_ARTICLE:_
=-=-=
Figure 2 illustrates a process to prepare power (28) and a gaseous mixture comprising of nitrogen and carbon dioxide (13) . The partial oxidation of step (a) is performed in partial oxidation reactor (2) in which reactor the partial oxidation of a carbonaceous feed (1), and an oxidiser gas mixture comprising nitrogen, carbon dioxide and oxygen (34) derived from fired steam boiler (50) and ambient air via supply line (35) . The hot gaseous mixture comprising of nitrogen, carbon dioxide, carbon monoxide and hydrogen (3) is cooled in a waste heat boiler (4). In such a waste heat boiler water (14) evaporates by indirect heat exchange with the hot gaseous mixture (3) to produce preferably high-pressure steam (15) . High-pressure steam, having a pressure of between 80 and 120 bars, is preferred because such steam can be used to generate power. The high-pressure steam may be suitably super-heated to temperatures between 400 and 420 0 C. The cooled gaseous mixture (5) is scrubbed in scrubber (6) to remove condensate (7) and wet soot (8).

Scrubbed gaseous mixture (9) is further treated in a so- called TEG dehydrating unit (10) . The resulting gaseous mixture (11) is compressed in compressor (12).

In step (c) a fired steam boiler (50) is used. To said fired steam boiler (50) a methane comprising feed

(21) is fed. This feed (21) is preferably the same as the methane containing feed (1) as shown. The gas (21) is preferably desulphurised in a sulphur guard bed (not shown) to remove the last traces of sulphur. Feed (1) preferably contains less than 50 ppmv, more preferably less than 20 ppmv and even more preferably less than 10 ppmv sulphur. Feed (21), as supplied to boiler (50), preferably contains, after an optional sulphur removal, less than 10 ppmv, more preferably less than 1 ppmv and even more preferably less than 0.1 ppmv sulphur. This is advantageous because corrosion can then be avoided in exhaust gas compressors (31) and (33) and gas cooler (32) .
=-=-=
_RECORDS PROVIDED:_

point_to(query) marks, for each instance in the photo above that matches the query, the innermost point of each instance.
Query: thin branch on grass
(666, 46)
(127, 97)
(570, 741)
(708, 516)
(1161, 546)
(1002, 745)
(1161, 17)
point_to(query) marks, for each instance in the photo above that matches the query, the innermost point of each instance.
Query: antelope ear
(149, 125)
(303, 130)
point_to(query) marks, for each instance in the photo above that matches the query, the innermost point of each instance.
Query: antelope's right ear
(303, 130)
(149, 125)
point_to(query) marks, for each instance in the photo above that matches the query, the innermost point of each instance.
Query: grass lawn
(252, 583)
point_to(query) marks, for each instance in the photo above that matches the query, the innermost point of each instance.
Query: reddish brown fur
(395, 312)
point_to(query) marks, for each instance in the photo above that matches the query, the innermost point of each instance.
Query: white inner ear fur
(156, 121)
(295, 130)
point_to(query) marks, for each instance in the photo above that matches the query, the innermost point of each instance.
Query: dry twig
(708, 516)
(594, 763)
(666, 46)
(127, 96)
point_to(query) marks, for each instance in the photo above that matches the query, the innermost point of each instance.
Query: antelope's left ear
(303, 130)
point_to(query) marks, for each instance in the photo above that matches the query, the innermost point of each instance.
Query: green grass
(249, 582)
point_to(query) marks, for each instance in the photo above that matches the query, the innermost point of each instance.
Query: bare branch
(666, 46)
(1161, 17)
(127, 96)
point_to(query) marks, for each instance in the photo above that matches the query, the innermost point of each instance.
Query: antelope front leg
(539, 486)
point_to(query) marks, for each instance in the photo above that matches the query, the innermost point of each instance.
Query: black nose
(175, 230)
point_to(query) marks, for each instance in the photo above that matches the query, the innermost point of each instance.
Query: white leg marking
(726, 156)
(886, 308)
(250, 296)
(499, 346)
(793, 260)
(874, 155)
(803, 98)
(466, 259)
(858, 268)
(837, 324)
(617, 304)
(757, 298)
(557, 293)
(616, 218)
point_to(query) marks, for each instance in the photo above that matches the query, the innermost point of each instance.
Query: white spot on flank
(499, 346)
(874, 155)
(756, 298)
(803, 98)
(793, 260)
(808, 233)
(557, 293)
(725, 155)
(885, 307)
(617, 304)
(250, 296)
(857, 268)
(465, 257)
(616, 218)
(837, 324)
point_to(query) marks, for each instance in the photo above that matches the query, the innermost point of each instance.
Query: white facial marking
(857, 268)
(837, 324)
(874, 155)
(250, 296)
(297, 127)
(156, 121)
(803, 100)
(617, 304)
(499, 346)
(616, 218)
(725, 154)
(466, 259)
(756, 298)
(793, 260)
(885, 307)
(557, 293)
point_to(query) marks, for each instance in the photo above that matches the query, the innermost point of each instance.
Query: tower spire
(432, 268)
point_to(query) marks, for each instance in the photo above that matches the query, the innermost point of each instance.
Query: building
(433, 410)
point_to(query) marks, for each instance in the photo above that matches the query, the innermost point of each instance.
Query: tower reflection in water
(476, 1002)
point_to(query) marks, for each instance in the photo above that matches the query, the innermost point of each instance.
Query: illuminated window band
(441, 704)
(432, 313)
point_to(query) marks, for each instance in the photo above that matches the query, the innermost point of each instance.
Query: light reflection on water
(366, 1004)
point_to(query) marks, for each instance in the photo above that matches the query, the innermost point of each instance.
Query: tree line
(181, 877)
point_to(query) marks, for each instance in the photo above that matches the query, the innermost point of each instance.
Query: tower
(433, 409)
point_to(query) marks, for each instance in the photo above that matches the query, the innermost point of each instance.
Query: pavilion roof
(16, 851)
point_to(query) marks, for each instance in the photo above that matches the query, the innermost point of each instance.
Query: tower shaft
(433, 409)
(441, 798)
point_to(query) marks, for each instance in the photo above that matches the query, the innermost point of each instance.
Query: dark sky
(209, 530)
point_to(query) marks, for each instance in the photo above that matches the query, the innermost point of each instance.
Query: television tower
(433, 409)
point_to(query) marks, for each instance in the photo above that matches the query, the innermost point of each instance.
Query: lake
=-=-=
_EXERCISE 1:_ Retype the passage of the process description that begins with the words containing "(21) is fed." and ends with "cooler (32) .".
_EXERCISE 2:_ Gather every line of the listing that contains the string "tower".

_TASK RESULT 1:_
(21) is fed. This feed (21) is preferably the same as the methane containing feed (1) as shown. The gas (21) is preferably desulphurised in a sulphur guard bed (not shown) to remove the last traces of sulphur. Feed (1) preferably contains less than 50 ppmv, more preferably less than 20 ppmv and even more preferably less than 10 ppmv sulphur. Feed (21), as supplied to boiler (50), preferably contains, after an optional sulphur removal, less than 10 ppmv, more preferably less than 1 ppmv and even more preferably less than 0.1 ppmv sulphur. This is advantageous because corrosion can then be avoided in exhaust gas compressors (31) and (33) and gas cooler (32) .

_TASK RESULT 2:_
Query: tower spire
Query: tower reflection in water
Query: tower
Query: tower shaft
Query: television tower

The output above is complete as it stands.